Exercise goal => Output each line of the rows below as a JSON list of strings, one string per line, with blank lines omitted.

Items =>

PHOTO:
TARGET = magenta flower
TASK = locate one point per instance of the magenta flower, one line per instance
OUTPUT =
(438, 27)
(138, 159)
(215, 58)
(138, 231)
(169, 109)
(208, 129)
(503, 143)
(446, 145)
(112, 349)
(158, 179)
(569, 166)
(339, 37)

Answer to this problem =>
[
  "PHOTO:",
  "TARGET = magenta flower",
  "TASK = locate one point per instance of the magenta flower, one line per instance",
  "OUTPUT =",
  "(438, 27)",
  "(138, 159)",
  "(215, 58)",
  "(138, 231)",
  "(169, 109)",
  "(208, 129)",
  "(503, 143)",
  "(446, 145)",
  "(112, 349)",
  "(158, 179)",
  "(569, 166)",
  "(339, 37)"
]